| The task |
Give as output the line that contains "Locate every instance of the cabinet leg", followed by every remaining line of the entries, unchanged and with nothing added.

□ □ □ □ □ □ □

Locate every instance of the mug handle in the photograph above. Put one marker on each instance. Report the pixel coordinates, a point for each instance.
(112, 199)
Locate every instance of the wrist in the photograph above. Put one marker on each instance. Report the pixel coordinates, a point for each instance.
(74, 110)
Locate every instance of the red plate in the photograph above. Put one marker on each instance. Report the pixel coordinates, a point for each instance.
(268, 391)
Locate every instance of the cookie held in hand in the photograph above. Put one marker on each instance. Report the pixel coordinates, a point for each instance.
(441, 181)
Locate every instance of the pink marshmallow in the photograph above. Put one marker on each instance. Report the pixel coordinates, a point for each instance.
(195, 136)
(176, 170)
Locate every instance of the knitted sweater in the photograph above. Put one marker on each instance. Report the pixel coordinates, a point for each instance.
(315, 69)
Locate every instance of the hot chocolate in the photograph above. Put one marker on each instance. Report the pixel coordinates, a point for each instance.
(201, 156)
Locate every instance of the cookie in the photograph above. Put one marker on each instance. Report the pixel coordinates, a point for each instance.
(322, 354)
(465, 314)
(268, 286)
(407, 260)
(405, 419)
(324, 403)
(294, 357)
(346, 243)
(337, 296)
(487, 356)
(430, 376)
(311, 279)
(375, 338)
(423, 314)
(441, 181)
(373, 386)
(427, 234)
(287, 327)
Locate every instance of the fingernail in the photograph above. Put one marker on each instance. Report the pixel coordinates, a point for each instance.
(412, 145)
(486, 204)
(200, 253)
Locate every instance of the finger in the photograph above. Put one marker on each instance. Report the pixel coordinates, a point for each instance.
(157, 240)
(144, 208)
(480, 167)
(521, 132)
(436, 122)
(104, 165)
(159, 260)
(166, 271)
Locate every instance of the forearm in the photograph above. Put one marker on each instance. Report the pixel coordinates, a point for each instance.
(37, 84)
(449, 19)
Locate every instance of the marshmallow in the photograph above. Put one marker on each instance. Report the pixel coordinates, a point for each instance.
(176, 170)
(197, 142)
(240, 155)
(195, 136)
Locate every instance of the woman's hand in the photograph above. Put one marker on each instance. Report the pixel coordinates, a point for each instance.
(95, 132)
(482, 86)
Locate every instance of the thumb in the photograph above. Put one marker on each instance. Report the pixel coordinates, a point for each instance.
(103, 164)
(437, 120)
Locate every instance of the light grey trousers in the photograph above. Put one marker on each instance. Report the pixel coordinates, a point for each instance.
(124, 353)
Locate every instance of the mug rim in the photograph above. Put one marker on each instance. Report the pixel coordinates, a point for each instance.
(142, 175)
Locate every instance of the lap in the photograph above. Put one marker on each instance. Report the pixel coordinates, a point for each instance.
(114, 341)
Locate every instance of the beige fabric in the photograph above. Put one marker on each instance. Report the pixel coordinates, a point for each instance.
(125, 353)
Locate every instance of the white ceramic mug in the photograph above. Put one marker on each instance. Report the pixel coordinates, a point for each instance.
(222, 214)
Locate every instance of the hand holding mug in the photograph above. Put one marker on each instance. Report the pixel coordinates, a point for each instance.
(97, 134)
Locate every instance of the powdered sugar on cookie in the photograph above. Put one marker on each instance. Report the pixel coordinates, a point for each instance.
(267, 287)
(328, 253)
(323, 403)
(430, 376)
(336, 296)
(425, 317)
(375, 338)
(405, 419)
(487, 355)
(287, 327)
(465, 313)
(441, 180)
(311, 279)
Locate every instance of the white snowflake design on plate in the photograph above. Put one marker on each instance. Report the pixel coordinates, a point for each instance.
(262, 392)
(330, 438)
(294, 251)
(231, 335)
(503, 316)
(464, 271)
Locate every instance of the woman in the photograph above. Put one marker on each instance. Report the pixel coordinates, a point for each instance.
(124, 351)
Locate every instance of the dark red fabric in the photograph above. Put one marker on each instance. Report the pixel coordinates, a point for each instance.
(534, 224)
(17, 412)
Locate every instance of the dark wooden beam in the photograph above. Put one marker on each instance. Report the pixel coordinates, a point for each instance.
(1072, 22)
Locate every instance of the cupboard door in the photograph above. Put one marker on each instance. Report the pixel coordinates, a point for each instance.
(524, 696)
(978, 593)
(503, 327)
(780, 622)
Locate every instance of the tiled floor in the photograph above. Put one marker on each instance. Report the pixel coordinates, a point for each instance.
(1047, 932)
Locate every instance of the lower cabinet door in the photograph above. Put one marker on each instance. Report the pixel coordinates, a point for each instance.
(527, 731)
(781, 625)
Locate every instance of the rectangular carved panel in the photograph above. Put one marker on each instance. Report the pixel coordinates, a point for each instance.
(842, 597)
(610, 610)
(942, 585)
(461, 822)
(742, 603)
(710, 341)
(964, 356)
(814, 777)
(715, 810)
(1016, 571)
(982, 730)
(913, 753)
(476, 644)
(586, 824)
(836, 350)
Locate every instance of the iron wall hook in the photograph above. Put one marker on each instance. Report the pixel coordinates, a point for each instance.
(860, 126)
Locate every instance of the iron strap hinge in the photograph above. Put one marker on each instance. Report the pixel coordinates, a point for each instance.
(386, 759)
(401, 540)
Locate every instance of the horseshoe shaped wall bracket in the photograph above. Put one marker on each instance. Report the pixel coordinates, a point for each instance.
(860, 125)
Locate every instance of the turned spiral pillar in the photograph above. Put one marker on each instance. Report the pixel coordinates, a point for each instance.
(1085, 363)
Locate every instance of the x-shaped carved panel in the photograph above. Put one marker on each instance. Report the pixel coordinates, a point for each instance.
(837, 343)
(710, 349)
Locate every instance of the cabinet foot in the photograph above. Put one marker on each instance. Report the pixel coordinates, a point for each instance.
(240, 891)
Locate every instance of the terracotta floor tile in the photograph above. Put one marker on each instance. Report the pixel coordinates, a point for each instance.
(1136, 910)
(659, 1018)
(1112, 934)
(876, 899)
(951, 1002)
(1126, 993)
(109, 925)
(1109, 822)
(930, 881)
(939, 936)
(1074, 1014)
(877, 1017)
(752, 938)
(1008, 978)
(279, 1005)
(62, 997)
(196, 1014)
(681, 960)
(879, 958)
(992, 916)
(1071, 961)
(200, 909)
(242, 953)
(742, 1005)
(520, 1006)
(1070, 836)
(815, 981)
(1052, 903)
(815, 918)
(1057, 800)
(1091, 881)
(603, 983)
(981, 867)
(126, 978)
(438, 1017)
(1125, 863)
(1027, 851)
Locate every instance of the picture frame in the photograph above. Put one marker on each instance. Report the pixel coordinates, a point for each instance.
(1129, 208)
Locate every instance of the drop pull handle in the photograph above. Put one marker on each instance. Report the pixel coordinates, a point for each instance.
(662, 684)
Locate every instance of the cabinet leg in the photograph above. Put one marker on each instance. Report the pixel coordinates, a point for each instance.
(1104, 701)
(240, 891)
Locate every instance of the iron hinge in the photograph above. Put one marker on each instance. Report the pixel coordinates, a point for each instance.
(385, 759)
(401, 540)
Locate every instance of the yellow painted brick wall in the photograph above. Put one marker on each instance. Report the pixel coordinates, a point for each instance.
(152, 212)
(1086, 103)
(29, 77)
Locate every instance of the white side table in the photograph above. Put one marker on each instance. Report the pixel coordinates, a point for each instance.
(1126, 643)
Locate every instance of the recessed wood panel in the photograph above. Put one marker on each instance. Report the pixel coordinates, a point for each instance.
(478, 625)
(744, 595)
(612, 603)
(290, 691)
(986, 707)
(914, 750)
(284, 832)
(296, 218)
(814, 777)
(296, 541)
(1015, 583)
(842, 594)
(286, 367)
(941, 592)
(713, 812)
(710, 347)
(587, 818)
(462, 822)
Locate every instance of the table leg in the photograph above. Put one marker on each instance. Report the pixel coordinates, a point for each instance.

□ □ □ □ □ □ □

| Reply to the task |
Locate every instance of the cabinet leg in the photograph above. Put one marker on each instance. Report the pixel coordinates, a point for each instance.
(1104, 701)
(240, 891)
Locate every instance of the iron hinge in the photograph above. Put one marker on each instance. Report the pixel coordinates, a point for each instance.
(385, 759)
(401, 540)
Locate every instance of the yellow painted brick wall in the photograph above. Put one marker on each instance. Report the pixel coordinates, a point for each instance.
(152, 212)
(1086, 103)
(29, 77)
Locate every instance of the white side table in the photograph above. Put one marker on each instance. Report the pixel coordinates, a point for each instance.
(1126, 643)
Locate every instance of the recessed wood panel in the photograph above. Put one marker on each instance. Report the pixel coordinates, a point for each instance.
(478, 625)
(744, 595)
(612, 603)
(290, 691)
(986, 707)
(914, 750)
(284, 832)
(296, 218)
(814, 777)
(296, 541)
(1015, 583)
(842, 594)
(286, 367)
(941, 592)
(713, 812)
(710, 347)
(587, 818)
(462, 822)
Locate every instance of the table leg in the photograph above. Put one marker on each instance. Report the pixel coordinates, a point for each instance.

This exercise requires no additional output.